Reproduce the mailing-list reply about online enabling of checksums in full, with every line unchanged.

● Selected extract:

— Start —

Re: Online enabling of checksums

From: Andres Freund <andres(at)anarazel(dot)de>
To: Magnus Hagander <magnus(at)hagander(dot)net>
Cc: Andrey Borodin <x4mmm(at)yandex-team(dot)ru>, Tomas Vondra <tomas(dot)vondra(at)2ndquadrant(dot)com>, Heikki Linnakangas <hlinnaka(at)iki(dot)fi>, Daniel Gustafsson <daniel(at)yesql(dot)se>, Michael Banck <michael(dot)banck(at)credativ(dot)de>, Robert Haas <robertmhaas(at)gmail(dot)com>, Greg Stark <stark(at)mit(dot)edu>, PostgreSQL-development <pgsql-hackers(at)postgresql(dot)org>
Subject: Re: Online enabling of checksums
Date: 2018-04-07 04:26:38
Message-ID: 20180407042638.hw6gbrhsnsxcv6ia@alap3.anarazel.de
Views: Raw Message | Whole Thread | Download mbox | Resend email
Thread:
Lists: pgsql-hackers

On 2018-04-06 17:59:28 -0700, Andres Freund wrote:
> + /*
> + * Create a database list. We don't need to concern ourselves with
> + * rebuilding this list during runtime since any database created after
> + * this process started will be running with checksums turned on from the
> + * start.
> + */
>
> Why is this true? What if somebody runs CREATE DATABASE while the
> launcher / worker are processing a different database? It'll copy the
> template database on the filesystem level, and it very well might not
> yet have checksums set? Afaict the second time we go through this list
> that's not cought.

— End —

● Material shown:

— Start —

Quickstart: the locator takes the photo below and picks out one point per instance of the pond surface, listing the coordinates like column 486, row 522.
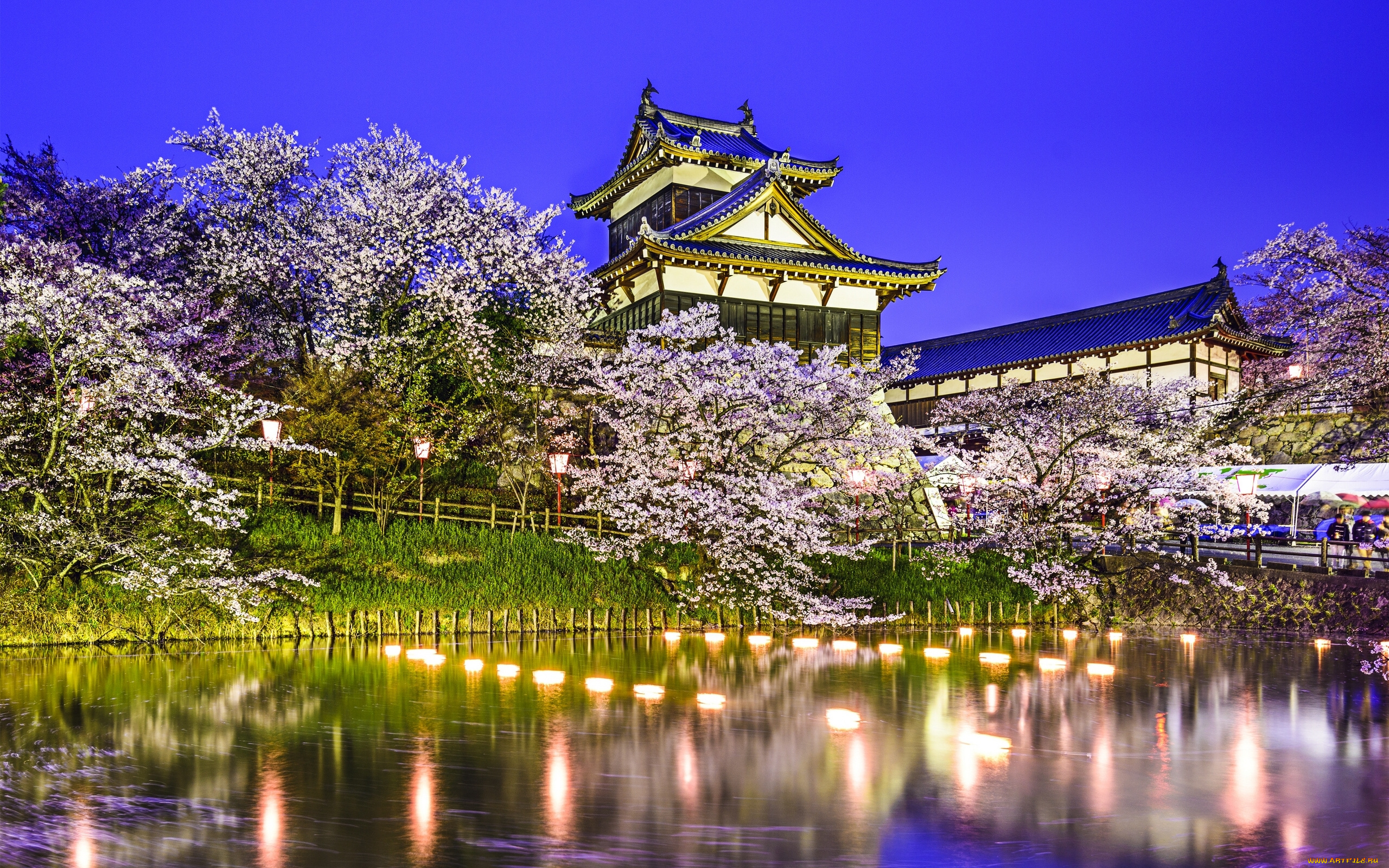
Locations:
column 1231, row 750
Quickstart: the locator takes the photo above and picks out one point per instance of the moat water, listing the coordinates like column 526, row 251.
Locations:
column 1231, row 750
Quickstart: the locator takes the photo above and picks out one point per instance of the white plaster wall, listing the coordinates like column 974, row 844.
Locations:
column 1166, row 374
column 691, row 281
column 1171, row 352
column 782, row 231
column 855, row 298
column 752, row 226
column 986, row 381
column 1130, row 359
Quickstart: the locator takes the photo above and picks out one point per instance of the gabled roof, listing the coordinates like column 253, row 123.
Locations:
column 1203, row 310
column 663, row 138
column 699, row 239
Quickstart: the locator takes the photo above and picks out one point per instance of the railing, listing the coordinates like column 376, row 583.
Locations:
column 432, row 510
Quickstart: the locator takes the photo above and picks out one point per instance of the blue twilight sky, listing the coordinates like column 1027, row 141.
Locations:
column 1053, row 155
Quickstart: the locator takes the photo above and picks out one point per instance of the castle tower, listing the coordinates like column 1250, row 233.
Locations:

— End —

● Exercise result:
Re: Online enabling of checksums

From: Andres Freund <andres(at)anarazel(dot)de>
To: Magnus Hagander <magnus(at)hagander(dot)net>
Cc: Andrey Borodin <x4mmm(at)yandex-team(dot)ru>, Tomas Vondra <tomas(dot)vondra(at)2ndquadrant(dot)com>, Heikki Linnakangas <hlinnaka(at)iki(dot)fi>, Daniel Gustafsson <daniel(at)yesql(dot)se>, Michael Banck <michael(dot)banck(at)credativ(dot)de>, Robert Haas <robertmhaas(at)gmail(dot)com>, Greg Stark <stark(at)mit(dot)edu>, PostgreSQL-development <pgsql-hackers(at)postgresql(dot)org>
Subject: Re: Online enabling of checksums
Date: 2018-04-07 04:26:38
Message-ID: 20180407042638.hw6gbrhsnsxcv6ia@alap3.anarazel.de
Views: Raw Message | Whole Thread | Download mbox | Resend email
Thread:
Lists: pgsql-hackers

On 2018-04-06 17:59:28 -0700, Andres Freund wrote:
> + /*
> + * Create a database list. We don't need to concern ourselves with
> + * rebuilding this list during runtime since any database created after
> + * this process started will be running with checksums turned on from the
> + * start.
> + */
>
> Why is this true? What if somebody runs CREATE DATABASE while the
> launcher / worker are processing a different database? It'll copy the
> template database on the filesystem level, and it very well might not
> yet have checksums set? Afaict the second time we go through this list
> that's not cought.